Page extract:
◆ ◆ ◆

He moved to Boston in 1919 where he died April 14, 1922.

- Son Theodore Weld Gulick was born May 8, 1837 (named for Theodore Dwight Weld), married Mary Agnes Thompson in 1867. He trained as a dentist, but became a missionary to various places from Kyoto, Japan to Milwaukee, Wisconsin. He died April 7, 1924, in Long Beach, California.
  - Their son Walter Vose Gulick, (April 14, 1870 – February 10, 1922) became a physician and author in Washington state.
- Son Thomas Lafron Gulick was born April 10, 1839, married Alice E. Walbridge (1843–1911) in 1872, and joined his brother William in Spain in 1873. In 1883 they left Spain and worked in Cuba, Las Vegas, Nevada; and New Mexico. They returned to Hawaii in 1886, where he was pastor of Makawao Union Church 1887–1892. In 1893 they moved to Philadelphia, where she was matron and he chaplain at the Penn Presbyterian Medical Center. On an expedition with Samuel Thomas Alexander and Annie Montague Alexander to Africa, Thomas died on August 15, 1904, in Kijabe, Kenya.

◆ ◆ ◆

Record excerpts:
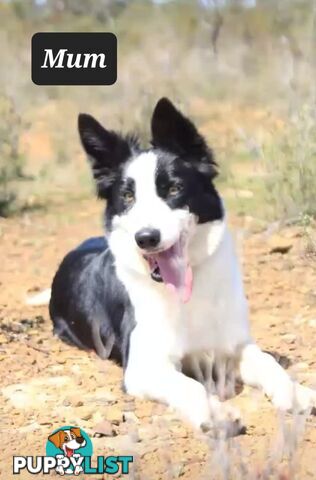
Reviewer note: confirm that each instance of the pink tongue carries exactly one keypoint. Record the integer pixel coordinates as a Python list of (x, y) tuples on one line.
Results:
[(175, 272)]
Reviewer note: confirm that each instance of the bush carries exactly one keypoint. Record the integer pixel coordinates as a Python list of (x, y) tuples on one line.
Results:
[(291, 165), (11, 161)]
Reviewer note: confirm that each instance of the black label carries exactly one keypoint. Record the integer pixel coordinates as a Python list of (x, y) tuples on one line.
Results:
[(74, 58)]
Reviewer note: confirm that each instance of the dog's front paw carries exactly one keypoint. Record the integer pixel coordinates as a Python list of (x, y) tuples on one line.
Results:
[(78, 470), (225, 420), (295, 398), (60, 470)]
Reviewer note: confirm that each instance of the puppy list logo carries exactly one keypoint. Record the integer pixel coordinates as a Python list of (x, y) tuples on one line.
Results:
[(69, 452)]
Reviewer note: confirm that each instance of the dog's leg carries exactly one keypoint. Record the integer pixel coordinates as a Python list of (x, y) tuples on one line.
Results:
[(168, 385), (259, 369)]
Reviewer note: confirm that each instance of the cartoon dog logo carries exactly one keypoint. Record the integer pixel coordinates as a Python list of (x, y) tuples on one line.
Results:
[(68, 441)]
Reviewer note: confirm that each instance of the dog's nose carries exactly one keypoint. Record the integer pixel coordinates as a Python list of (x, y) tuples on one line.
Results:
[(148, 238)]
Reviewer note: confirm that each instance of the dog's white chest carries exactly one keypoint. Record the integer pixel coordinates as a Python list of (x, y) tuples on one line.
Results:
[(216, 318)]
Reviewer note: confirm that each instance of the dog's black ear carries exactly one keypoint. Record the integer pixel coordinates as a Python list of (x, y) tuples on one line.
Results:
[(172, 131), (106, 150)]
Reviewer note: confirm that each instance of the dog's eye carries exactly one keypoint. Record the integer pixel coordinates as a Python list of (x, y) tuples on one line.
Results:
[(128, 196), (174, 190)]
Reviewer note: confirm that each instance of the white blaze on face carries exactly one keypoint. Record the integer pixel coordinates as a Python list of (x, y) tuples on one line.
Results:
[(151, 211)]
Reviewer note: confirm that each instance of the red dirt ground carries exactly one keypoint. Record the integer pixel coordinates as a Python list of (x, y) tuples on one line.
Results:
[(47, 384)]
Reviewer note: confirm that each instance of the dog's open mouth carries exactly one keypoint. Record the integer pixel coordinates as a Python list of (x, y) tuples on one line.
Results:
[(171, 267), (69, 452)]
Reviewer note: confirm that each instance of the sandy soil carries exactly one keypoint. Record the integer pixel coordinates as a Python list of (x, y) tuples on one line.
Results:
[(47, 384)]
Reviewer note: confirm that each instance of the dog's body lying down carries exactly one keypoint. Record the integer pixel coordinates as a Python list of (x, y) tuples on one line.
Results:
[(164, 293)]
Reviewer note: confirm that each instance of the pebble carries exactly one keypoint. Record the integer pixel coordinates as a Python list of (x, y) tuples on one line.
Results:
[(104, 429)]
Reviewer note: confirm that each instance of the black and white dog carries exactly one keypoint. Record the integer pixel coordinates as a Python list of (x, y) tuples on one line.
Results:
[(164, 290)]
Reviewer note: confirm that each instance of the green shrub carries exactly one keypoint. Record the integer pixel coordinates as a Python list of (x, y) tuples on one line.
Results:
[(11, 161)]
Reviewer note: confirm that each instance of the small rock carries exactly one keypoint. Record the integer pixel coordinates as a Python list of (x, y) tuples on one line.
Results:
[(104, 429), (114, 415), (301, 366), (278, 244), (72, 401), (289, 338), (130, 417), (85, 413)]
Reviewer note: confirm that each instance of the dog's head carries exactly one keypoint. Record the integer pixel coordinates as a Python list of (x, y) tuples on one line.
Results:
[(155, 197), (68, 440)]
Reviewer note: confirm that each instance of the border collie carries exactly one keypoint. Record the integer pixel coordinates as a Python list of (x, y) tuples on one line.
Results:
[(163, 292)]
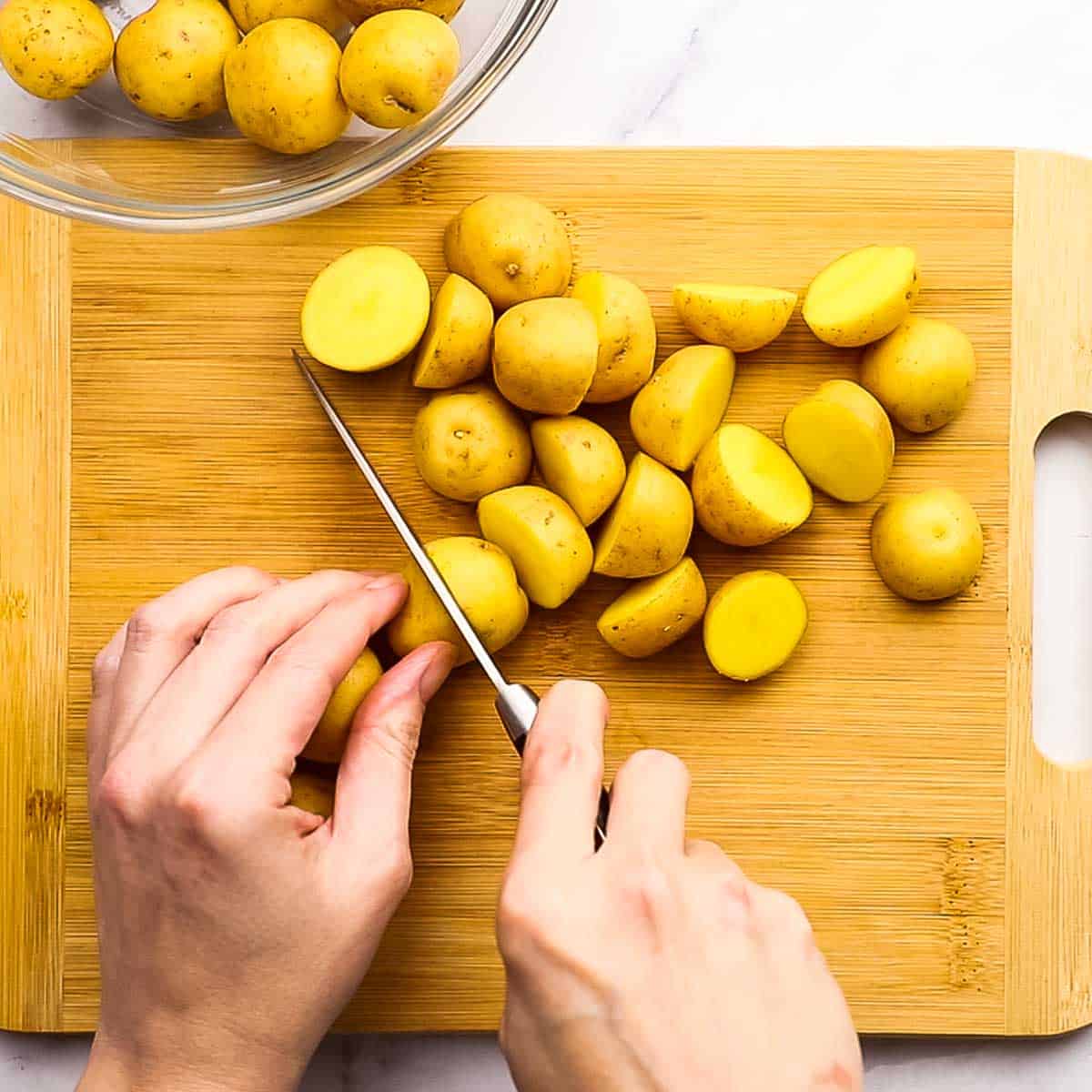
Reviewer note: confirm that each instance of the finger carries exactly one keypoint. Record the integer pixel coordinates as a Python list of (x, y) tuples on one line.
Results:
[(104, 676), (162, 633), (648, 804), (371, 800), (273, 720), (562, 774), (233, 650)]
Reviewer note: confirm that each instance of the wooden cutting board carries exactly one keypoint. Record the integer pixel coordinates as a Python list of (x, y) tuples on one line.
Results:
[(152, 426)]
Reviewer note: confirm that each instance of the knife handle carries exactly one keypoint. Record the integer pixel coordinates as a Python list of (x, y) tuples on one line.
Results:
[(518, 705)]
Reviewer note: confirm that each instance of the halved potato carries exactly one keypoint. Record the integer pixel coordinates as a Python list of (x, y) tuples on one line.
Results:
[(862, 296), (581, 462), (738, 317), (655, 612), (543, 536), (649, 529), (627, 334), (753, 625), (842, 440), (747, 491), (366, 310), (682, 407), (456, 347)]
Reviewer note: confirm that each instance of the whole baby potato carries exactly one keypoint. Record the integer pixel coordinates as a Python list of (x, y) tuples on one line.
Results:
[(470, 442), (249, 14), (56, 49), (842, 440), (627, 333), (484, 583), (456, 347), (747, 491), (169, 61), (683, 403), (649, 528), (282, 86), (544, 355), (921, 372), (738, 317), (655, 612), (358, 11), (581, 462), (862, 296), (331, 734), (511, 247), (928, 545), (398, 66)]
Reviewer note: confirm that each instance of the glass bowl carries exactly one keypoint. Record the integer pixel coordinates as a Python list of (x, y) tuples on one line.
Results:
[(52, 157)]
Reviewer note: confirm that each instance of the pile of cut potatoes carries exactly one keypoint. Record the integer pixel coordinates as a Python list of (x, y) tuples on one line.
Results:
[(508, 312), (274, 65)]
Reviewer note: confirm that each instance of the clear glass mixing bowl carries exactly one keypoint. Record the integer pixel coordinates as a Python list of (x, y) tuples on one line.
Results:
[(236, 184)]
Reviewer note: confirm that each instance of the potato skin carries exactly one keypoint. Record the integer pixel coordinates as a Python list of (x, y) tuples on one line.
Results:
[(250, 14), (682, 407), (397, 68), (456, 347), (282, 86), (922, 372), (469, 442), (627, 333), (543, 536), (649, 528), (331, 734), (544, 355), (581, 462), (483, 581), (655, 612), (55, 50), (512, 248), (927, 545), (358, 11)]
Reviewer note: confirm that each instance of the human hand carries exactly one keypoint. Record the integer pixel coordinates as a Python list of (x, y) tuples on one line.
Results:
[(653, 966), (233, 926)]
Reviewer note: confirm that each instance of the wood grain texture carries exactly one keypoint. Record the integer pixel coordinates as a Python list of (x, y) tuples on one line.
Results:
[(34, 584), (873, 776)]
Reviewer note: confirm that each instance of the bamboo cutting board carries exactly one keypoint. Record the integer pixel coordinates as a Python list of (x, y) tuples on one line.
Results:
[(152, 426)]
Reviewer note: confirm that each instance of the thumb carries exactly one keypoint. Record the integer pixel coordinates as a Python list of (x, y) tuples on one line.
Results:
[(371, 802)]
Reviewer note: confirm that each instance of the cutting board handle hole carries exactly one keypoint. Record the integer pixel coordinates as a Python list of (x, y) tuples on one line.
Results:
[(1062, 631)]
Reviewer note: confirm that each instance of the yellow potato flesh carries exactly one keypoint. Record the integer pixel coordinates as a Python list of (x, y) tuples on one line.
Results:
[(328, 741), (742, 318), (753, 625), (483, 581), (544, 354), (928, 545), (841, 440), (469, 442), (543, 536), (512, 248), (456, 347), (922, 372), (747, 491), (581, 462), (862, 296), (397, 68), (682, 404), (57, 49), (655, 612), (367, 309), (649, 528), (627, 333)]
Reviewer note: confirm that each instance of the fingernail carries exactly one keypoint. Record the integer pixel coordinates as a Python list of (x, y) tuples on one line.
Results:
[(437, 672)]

◆ ◆ ◆

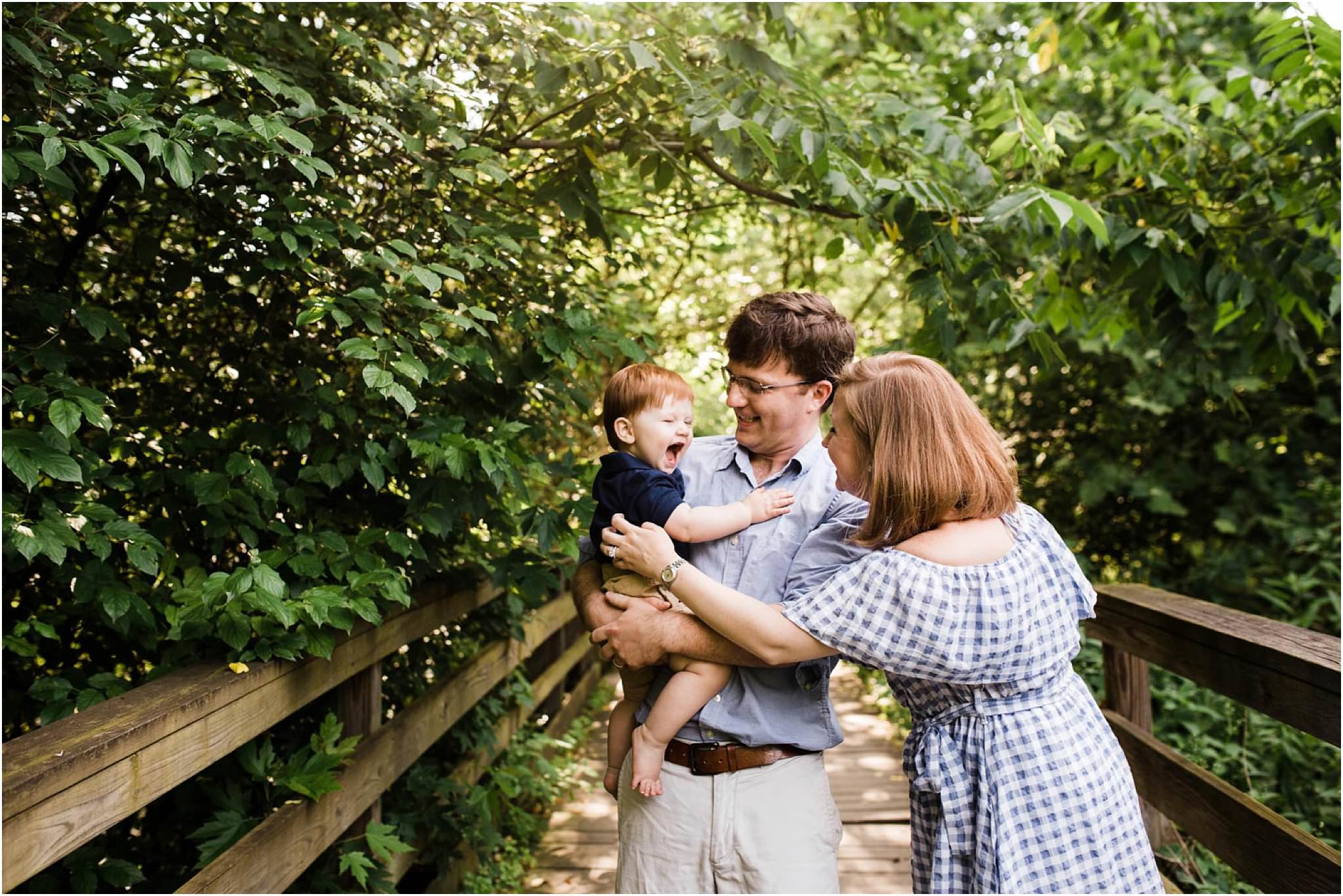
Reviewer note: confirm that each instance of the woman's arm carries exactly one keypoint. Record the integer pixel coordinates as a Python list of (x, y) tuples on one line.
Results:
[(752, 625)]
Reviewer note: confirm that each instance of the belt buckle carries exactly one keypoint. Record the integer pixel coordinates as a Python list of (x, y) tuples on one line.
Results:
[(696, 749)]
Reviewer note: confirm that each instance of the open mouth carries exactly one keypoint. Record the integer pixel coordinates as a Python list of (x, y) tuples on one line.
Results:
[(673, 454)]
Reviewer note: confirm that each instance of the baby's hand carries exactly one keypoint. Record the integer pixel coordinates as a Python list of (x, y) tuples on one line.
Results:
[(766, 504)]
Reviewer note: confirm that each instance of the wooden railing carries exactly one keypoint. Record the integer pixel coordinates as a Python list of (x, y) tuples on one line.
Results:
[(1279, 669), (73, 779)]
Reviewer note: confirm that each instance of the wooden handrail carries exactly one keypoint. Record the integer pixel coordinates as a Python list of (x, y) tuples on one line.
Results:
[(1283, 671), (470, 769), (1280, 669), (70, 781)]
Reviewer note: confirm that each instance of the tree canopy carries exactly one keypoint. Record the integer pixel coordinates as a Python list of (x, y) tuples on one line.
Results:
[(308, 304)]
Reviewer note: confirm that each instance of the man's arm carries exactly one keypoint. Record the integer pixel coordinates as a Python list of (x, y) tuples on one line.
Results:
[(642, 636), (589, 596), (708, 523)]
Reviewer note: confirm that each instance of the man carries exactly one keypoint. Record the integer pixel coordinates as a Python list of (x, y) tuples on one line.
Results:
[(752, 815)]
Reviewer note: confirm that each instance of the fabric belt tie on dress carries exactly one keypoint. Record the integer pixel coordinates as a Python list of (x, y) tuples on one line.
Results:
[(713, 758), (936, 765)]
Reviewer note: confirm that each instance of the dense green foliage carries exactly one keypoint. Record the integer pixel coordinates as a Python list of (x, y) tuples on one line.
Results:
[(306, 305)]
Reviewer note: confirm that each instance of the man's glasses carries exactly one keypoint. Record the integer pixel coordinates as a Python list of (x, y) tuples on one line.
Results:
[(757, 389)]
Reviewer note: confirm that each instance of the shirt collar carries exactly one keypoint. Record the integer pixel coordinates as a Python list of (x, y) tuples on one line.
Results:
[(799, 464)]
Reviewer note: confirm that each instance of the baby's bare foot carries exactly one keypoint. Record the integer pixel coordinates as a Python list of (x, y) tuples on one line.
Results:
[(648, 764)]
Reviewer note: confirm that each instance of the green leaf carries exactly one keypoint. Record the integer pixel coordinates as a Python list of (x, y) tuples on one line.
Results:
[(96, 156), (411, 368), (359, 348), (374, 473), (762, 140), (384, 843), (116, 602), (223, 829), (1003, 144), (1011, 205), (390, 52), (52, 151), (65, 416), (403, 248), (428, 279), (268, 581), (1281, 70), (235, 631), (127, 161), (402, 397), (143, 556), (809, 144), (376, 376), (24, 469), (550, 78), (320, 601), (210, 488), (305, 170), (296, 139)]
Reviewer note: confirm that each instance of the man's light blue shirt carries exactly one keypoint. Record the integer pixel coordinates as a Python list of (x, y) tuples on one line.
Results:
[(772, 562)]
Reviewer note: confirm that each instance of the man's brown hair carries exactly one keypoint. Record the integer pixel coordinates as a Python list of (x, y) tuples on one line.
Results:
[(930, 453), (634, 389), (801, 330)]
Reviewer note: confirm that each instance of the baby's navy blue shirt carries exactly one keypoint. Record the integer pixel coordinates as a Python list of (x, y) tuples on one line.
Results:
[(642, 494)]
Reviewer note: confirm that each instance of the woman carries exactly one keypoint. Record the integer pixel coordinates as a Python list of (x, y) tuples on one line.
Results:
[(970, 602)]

◆ ◆ ◆

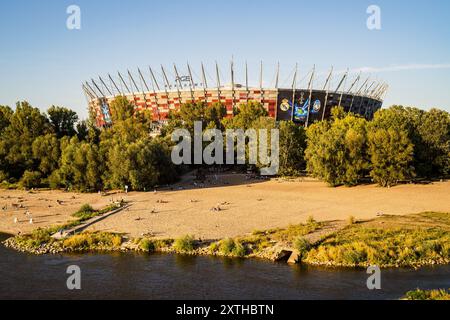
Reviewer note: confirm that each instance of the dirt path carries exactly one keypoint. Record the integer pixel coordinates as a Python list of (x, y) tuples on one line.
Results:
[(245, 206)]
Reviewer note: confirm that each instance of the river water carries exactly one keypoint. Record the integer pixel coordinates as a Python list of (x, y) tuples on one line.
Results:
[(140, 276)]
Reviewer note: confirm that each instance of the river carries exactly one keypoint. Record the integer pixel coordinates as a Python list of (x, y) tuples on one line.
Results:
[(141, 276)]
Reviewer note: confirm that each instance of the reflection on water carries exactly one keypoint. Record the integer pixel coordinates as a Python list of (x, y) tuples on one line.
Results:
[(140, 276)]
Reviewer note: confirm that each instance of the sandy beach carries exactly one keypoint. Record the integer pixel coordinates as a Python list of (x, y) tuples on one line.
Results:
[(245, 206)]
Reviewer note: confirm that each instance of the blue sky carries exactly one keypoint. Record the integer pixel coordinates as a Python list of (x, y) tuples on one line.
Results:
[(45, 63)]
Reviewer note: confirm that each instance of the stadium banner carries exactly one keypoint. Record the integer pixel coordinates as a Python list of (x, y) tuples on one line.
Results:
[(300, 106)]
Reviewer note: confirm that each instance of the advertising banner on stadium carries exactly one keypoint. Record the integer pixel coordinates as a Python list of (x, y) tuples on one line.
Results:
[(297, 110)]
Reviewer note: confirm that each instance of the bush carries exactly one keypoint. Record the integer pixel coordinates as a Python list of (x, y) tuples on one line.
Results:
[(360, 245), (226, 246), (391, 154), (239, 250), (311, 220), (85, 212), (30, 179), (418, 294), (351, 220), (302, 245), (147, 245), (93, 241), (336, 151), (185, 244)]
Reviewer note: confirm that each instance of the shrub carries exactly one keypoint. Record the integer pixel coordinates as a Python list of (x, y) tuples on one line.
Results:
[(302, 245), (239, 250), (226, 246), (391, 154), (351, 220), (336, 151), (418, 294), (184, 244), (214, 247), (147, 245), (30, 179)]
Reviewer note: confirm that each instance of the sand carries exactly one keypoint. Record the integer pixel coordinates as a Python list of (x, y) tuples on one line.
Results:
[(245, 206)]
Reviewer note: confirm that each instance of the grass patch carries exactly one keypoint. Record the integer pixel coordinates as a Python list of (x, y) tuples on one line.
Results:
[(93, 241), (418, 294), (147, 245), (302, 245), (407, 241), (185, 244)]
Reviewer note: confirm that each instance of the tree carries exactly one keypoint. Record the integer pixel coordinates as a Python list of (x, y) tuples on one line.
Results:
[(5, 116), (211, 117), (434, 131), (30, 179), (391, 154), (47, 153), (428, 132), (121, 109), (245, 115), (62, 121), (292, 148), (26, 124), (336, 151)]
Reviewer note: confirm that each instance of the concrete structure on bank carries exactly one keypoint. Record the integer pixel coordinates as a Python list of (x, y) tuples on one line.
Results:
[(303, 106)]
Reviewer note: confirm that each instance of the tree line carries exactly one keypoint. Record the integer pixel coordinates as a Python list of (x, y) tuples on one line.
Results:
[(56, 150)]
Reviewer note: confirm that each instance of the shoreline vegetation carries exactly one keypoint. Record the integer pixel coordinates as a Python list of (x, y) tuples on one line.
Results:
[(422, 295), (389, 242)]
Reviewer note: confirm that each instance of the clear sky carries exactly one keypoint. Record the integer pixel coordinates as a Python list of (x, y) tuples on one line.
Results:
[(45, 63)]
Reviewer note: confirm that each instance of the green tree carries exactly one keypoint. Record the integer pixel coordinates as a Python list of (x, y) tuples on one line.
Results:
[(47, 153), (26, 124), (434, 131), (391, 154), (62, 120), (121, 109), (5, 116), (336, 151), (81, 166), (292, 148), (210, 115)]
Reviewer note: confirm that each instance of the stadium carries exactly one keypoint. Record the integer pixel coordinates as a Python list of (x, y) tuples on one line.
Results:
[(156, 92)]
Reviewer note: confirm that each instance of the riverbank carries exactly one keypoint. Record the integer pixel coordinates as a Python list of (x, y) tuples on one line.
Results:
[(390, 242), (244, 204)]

◆ ◆ ◆

Work request A:
List every full name in the Gulick family passage that ends with the surname "Gulick."
Work request B:
Continue the Gulick family passage from its last sentence onward.
The rows have no connection to the text about the Gulick family.

Response box A:
Theodore Weld Gulick, Walter Vose Gulick, Thomas Lafron Gulick

Response box B:
- Daughter Julia Ann Eliza Gulick was born June 5, 1845, and moved with her parents to live with Orramel in Kobe in 1874. She worked as a missionary there, until returning to Honolulu and working with Japanese people in Hawaii; she died in 1936.
She, Orramel, John, and Sidney are buried in the Mission House cemetery at Kawaiahaʻo Church. Since Julia had not yet been born when her brother Luther Halsey Gulick left for the United States in 1840, the family never was all together in the same place at one time.

All the children except Luther graduated from Punahou School Luther Gulick served as a trustee from 1865-1870.